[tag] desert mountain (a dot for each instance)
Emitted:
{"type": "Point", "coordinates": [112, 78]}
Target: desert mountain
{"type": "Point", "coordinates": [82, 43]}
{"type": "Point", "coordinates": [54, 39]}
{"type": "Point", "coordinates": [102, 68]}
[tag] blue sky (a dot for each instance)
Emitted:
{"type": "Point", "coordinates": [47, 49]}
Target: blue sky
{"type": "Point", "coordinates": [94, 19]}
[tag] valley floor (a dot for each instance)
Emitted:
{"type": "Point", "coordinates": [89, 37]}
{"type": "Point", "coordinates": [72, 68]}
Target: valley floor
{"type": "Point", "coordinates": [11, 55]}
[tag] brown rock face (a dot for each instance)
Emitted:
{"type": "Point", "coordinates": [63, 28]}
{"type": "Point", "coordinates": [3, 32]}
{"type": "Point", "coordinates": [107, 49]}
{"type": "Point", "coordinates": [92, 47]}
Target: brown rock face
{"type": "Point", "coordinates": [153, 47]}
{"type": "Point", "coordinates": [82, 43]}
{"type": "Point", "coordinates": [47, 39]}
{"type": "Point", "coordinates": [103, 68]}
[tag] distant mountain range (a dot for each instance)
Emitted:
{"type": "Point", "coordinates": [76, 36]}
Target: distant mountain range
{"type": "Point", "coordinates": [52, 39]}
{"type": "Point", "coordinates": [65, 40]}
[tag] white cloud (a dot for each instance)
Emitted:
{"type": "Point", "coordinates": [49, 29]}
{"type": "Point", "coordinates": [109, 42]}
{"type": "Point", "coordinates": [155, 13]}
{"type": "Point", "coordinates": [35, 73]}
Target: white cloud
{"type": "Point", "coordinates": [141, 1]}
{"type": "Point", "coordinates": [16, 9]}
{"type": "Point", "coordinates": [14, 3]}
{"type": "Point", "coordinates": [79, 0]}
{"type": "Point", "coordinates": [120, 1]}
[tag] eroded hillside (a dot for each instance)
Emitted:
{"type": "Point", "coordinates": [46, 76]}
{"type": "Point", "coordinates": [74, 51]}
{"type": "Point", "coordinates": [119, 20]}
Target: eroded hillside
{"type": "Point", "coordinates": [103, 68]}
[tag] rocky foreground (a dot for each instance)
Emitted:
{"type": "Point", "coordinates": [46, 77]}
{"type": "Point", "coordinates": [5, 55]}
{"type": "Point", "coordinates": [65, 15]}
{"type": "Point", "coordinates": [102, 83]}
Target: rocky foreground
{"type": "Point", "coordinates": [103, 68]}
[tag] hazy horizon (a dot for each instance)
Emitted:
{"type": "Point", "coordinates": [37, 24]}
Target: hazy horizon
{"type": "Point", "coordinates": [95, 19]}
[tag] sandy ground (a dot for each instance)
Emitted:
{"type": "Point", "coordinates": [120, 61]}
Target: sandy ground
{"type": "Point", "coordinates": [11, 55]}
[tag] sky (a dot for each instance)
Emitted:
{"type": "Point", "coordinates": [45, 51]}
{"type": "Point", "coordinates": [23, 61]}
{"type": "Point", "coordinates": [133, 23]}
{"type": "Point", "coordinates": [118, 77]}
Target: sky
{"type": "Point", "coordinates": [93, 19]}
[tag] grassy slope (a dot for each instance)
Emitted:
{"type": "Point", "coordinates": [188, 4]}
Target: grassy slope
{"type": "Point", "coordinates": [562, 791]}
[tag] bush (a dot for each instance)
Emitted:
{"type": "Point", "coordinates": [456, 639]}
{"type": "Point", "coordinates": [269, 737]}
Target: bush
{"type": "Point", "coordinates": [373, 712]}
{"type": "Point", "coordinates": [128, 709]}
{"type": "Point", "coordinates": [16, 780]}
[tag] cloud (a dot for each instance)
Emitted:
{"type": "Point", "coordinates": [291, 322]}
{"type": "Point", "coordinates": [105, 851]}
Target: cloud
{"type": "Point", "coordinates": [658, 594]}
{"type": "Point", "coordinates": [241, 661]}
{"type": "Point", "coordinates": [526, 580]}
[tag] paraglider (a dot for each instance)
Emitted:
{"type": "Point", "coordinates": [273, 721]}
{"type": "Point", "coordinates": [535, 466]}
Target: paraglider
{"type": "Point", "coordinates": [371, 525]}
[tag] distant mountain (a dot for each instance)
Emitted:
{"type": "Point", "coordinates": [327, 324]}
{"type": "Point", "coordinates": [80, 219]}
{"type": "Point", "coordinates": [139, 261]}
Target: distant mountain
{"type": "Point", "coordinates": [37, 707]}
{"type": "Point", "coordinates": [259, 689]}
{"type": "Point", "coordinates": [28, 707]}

§ §

• [What you are asked to do]:
Transcribe each record exactly. Leave nothing out.

• [Result for this task]:
[tag] desert mountain (a dot for each instance)
Emitted:
{"type": "Point", "coordinates": [112, 78]}
Target: desert mountain
{"type": "Point", "coordinates": [82, 43]}
{"type": "Point", "coordinates": [54, 39]}
{"type": "Point", "coordinates": [102, 68]}
[tag] blue sky (a dot for each instance)
Emitted:
{"type": "Point", "coordinates": [47, 49]}
Target: blue sky
{"type": "Point", "coordinates": [94, 19]}
[tag] valley floor (a dot for each instance)
Emitted:
{"type": "Point", "coordinates": [89, 37]}
{"type": "Point", "coordinates": [72, 68]}
Target: valley floor
{"type": "Point", "coordinates": [11, 55]}
[tag] brown rock face (a dot for each instance)
Emitted:
{"type": "Point", "coordinates": [63, 28]}
{"type": "Point", "coordinates": [3, 32]}
{"type": "Point", "coordinates": [107, 49]}
{"type": "Point", "coordinates": [92, 47]}
Target: brown rock face
{"type": "Point", "coordinates": [153, 47]}
{"type": "Point", "coordinates": [82, 43]}
{"type": "Point", "coordinates": [47, 39]}
{"type": "Point", "coordinates": [103, 68]}
[tag] distant mountain range (a dot for each instance)
Emitted:
{"type": "Point", "coordinates": [76, 36]}
Target: distant mountain range
{"type": "Point", "coordinates": [52, 39]}
{"type": "Point", "coordinates": [65, 40]}
[tag] white cloud (a dot for each instance)
Emitted:
{"type": "Point", "coordinates": [49, 29]}
{"type": "Point", "coordinates": [109, 42]}
{"type": "Point", "coordinates": [155, 13]}
{"type": "Point", "coordinates": [35, 73]}
Target: white cloud
{"type": "Point", "coordinates": [141, 1]}
{"type": "Point", "coordinates": [16, 9]}
{"type": "Point", "coordinates": [14, 3]}
{"type": "Point", "coordinates": [79, 0]}
{"type": "Point", "coordinates": [120, 1]}
[tag] eroded hillside (a dot for each instance)
Emitted:
{"type": "Point", "coordinates": [46, 76]}
{"type": "Point", "coordinates": [74, 51]}
{"type": "Point", "coordinates": [119, 20]}
Target: eroded hillside
{"type": "Point", "coordinates": [103, 68]}
[tag] rocky foreground (a dot for each instance)
Emitted:
{"type": "Point", "coordinates": [46, 77]}
{"type": "Point", "coordinates": [5, 55]}
{"type": "Point", "coordinates": [65, 15]}
{"type": "Point", "coordinates": [102, 83]}
Target: rocky foreground
{"type": "Point", "coordinates": [103, 68]}
[tag] hazy horizon (a dot for each instance)
Emitted:
{"type": "Point", "coordinates": [37, 24]}
Target: hazy horizon
{"type": "Point", "coordinates": [95, 19]}
[tag] sandy ground (a dot for each instance)
Emitted:
{"type": "Point", "coordinates": [120, 61]}
Target: sandy ground
{"type": "Point", "coordinates": [11, 55]}
[tag] sky (a dot for each instance)
Emitted:
{"type": "Point", "coordinates": [45, 51]}
{"type": "Point", "coordinates": [23, 61]}
{"type": "Point", "coordinates": [133, 23]}
{"type": "Point", "coordinates": [118, 77]}
Target: sky
{"type": "Point", "coordinates": [93, 19]}
[tag] grassy slope (a dot for each instance)
Emitted:
{"type": "Point", "coordinates": [188, 4]}
Target: grassy slope
{"type": "Point", "coordinates": [562, 791]}
[tag] bush (a dot for each instance)
Emitted:
{"type": "Point", "coordinates": [456, 639]}
{"type": "Point", "coordinates": [269, 737]}
Target: bush
{"type": "Point", "coordinates": [373, 712]}
{"type": "Point", "coordinates": [128, 709]}
{"type": "Point", "coordinates": [16, 780]}
[tag] cloud (a dot for each instance)
Emitted:
{"type": "Point", "coordinates": [291, 322]}
{"type": "Point", "coordinates": [105, 851]}
Target: cloud
{"type": "Point", "coordinates": [658, 594]}
{"type": "Point", "coordinates": [241, 661]}
{"type": "Point", "coordinates": [526, 580]}
[tag] paraglider (a dot for each instance)
Emitted:
{"type": "Point", "coordinates": [273, 721]}
{"type": "Point", "coordinates": [535, 466]}
Target: paraglider
{"type": "Point", "coordinates": [371, 525]}
[tag] distant mountain (a dot for each instance)
Emitted:
{"type": "Point", "coordinates": [327, 324]}
{"type": "Point", "coordinates": [80, 219]}
{"type": "Point", "coordinates": [139, 261]}
Target: distant mountain
{"type": "Point", "coordinates": [37, 707]}
{"type": "Point", "coordinates": [259, 689]}
{"type": "Point", "coordinates": [28, 707]}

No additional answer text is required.